● **Exercise objective**
Recreate the entire listing that appears below, exactly.

● **Given data**

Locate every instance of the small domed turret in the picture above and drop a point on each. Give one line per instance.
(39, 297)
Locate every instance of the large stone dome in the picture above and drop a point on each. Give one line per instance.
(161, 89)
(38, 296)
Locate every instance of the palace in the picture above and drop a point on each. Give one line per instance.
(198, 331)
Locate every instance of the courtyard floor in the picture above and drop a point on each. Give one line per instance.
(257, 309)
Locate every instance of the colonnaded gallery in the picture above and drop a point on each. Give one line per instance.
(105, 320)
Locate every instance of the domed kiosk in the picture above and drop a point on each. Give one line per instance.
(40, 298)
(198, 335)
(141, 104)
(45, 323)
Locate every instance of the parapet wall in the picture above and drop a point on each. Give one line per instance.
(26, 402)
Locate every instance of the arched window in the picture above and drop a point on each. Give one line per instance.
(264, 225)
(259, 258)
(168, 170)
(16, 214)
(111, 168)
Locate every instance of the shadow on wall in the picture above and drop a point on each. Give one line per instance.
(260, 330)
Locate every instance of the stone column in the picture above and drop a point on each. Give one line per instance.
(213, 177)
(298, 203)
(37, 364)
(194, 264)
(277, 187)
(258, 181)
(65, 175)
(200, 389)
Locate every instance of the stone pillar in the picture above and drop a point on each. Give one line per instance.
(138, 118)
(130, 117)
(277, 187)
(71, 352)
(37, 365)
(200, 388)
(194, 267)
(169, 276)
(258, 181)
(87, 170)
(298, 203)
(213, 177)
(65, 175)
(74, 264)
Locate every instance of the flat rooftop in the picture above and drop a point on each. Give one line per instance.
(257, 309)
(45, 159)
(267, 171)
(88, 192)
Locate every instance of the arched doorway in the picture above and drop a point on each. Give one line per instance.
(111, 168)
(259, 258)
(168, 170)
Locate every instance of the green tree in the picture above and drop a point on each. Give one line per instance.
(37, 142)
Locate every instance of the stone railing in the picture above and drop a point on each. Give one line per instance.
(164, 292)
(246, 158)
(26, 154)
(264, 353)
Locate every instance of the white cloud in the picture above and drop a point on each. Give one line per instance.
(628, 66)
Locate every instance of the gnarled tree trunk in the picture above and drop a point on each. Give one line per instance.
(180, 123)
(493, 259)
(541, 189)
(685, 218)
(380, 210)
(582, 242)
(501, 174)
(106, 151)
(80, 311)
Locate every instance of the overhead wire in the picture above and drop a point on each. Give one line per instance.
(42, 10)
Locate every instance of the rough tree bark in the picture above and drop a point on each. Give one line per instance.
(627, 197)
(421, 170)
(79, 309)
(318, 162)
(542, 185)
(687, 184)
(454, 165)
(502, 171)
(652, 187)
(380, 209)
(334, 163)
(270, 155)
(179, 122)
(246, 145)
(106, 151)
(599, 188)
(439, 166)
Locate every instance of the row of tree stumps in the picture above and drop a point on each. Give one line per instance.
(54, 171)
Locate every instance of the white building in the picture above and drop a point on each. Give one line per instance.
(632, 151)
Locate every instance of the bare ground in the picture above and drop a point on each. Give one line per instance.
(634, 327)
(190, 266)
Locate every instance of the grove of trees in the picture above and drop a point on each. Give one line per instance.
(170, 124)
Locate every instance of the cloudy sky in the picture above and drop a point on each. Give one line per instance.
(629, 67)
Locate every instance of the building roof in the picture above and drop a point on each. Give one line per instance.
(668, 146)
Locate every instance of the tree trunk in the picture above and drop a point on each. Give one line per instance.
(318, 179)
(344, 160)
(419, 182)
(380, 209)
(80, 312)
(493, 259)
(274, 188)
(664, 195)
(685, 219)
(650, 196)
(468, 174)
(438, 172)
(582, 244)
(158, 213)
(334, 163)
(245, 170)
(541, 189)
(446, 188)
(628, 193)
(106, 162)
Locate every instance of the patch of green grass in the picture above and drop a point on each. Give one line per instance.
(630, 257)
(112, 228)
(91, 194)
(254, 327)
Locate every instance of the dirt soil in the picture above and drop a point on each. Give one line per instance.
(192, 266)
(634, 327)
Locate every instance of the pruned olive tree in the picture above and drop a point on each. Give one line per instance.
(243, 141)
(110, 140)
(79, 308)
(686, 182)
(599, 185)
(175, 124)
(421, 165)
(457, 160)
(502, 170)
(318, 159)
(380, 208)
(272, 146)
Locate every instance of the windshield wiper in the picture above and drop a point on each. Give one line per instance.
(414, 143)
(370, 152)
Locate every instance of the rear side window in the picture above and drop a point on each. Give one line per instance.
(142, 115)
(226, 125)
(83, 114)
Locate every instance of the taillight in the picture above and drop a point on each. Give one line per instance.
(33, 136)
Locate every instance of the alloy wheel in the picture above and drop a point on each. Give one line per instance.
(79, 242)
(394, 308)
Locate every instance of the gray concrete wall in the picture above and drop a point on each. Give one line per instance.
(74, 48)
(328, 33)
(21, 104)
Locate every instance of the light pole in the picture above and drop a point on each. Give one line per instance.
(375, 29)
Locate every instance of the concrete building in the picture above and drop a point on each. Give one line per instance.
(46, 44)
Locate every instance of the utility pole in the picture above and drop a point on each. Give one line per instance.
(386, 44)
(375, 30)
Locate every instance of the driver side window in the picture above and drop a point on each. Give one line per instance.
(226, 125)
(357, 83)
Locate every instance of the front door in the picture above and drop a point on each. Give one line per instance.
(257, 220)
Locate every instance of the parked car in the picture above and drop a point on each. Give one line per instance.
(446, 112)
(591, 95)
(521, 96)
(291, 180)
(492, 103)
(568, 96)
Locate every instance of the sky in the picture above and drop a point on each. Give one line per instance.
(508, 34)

● **Exercise output**
Locate every instance of the small domed turret in the picture above and drop a point on each. Give one line per instance.
(39, 297)
Locate every instance of the large stone dome in the picture above and drop a point on each. Give one line per instance.
(161, 89)
(38, 296)
Locate every instance of the palace in the picture above and drop a point on each. Give one line per instance.
(198, 331)
Locate every instance of the courtyard floor in the picture above and drop a point on each. Give one line per instance.
(257, 309)
Locate every instance of the colonnaded gallery in the picture above and drop a point on each. Give one line per instance.
(105, 320)
Locate every instance of the domed kiosk in the picture above and drop a point on each. Give one line per instance.
(40, 298)
(198, 335)
(141, 104)
(45, 323)
Locate every instance of the parapet wall in the picture above and drop a point on each. Give one line per instance.
(26, 402)
Locate every instance of the arched window in the picture above and drop a point on each. Give one line per instance.
(264, 225)
(259, 258)
(168, 170)
(16, 214)
(111, 168)
Locate every instance of the shadow on wall in the picture above and drop a point on each. Give one line per instance.
(260, 330)
Locate every instance of the stone column in the picture above and drop a point on each. Give one line per instance.
(213, 177)
(298, 203)
(37, 364)
(194, 264)
(277, 187)
(258, 181)
(65, 175)
(200, 389)
Locate every instance of the stone pillar in the picture above and drop a point on each. Give one line per instance.
(138, 118)
(130, 117)
(277, 187)
(71, 352)
(37, 365)
(200, 388)
(194, 267)
(169, 276)
(258, 181)
(87, 170)
(298, 203)
(213, 177)
(65, 175)
(74, 264)
Locate every instance of the flat rooftop in the picture above and drop a point on each. Give one line per instance.
(257, 309)
(45, 159)
(267, 171)
(88, 192)
Locate every instance of the arched doorway in the picture above and drop a point on each. Give one line per instance.
(111, 168)
(259, 258)
(168, 170)
Locate every instance of the green tree in the picture above and drop a point on each. Give one line per instance.
(37, 142)
Locate every instance of the stone railing in the picture above and drop a point on each. Give one line per instance.
(164, 292)
(246, 158)
(26, 154)
(264, 353)
Locate every instance of the white cloud in the picture above and drop a point on each. Give one line per instance.
(628, 66)
Locate every instance of the gnarled tree trunk in the picture above and drop a point on each. Give one line per instance.
(180, 123)
(493, 259)
(541, 189)
(685, 218)
(380, 210)
(582, 242)
(501, 174)
(106, 151)
(80, 311)
Locate every instance of the overhead wire in the picture above and drop a point on each. Give one line per instance.
(42, 10)
Locate every instance of the rough tree bark in the picture above and drop a point on each. Give one line per instance.
(627, 197)
(421, 170)
(79, 309)
(318, 162)
(542, 185)
(687, 184)
(454, 165)
(502, 171)
(652, 187)
(380, 209)
(334, 163)
(270, 155)
(179, 122)
(246, 145)
(106, 151)
(599, 188)
(439, 166)
Locate every instance of the row of tree stumps in the picture above and drop a point on each. Give one line per instance.
(54, 171)
Locate every instance of the white building in the picture above and drop a point on each. Give one line per instance.
(632, 151)
Locate every instance of the bare ground in the picture above and drop a point on each. Give one line per instance.
(634, 327)
(190, 266)
Locate every instance of the grove of trees in the picture above and drop a point on each. Give one line per instance.
(170, 124)
Locate every instance of the cloudy sky in the picture above and drop a point on each. Give one line per instance.
(629, 67)
Locate every instance of the building roof in the picture above and drop a point on each. Give one line per instance.
(668, 146)
Locate every instance of the tree trunk in the picture above and drop a point on each. Give one line per instance.
(318, 179)
(344, 160)
(419, 182)
(380, 209)
(80, 312)
(493, 259)
(274, 188)
(664, 195)
(685, 219)
(650, 196)
(468, 174)
(438, 172)
(582, 244)
(158, 213)
(334, 163)
(245, 170)
(541, 189)
(446, 188)
(628, 193)
(106, 162)
Locate every instance of the patch of green grass in the picture above and drop a point on each. Give one line per instance.
(630, 257)
(112, 228)
(91, 194)
(254, 327)
Locate every instance of the dirt soil in the picture above and drop a point on each. Give one line per instance.
(192, 266)
(634, 327)
Locate every instance of the pruned olive tree in the picture above and drop a point on each. Give one line per instance.
(243, 141)
(110, 140)
(79, 308)
(686, 182)
(599, 185)
(175, 124)
(421, 165)
(457, 160)
(502, 170)
(318, 159)
(380, 208)
(272, 146)
Locate every instance of the windshield wiper in the picture above and drop a point on each. Give one line per instance.
(414, 143)
(370, 152)
Locate every instance of the rear side window in the picture above and drop a point on each. Give one line per instance.
(142, 115)
(226, 125)
(83, 114)
Locate every instance of the taillight in the picture above and drop a point on each. Give one line per instance.
(33, 136)
Locate every instance of the alloy wheel in the picture above and drop a point on each. Give one line per instance.
(79, 242)
(394, 308)
Locate every instance of the gray concrete wall in the picture above and drop a point on each. Give one line per instance.
(74, 48)
(328, 33)
(21, 104)
Locate every instance of the light pole in the picture above and drop a point on each. Give one line per instance.
(375, 29)
Locate every instance of the concrete building in the picture above and drop a point on each. Give one line per instance.
(46, 44)
Locate every instance of the utility pole in the picture above and drop a point on each. Give one line per instance.
(386, 44)
(375, 30)
Locate every instance of the driver side window in the picture above and drop a point on each. Give one line per instance.
(226, 125)
(357, 83)
Locate every instance of the front door in the picture above and drop a point on each. Give one line per instance.
(257, 220)
Locate every instance of the parked car in the picture above and drop a point on each. Give one line per instance.
(446, 112)
(591, 95)
(521, 96)
(291, 180)
(492, 103)
(568, 96)
Locate every instance of the sky in the picture above and drop a point on each. Give one line per instance.
(508, 34)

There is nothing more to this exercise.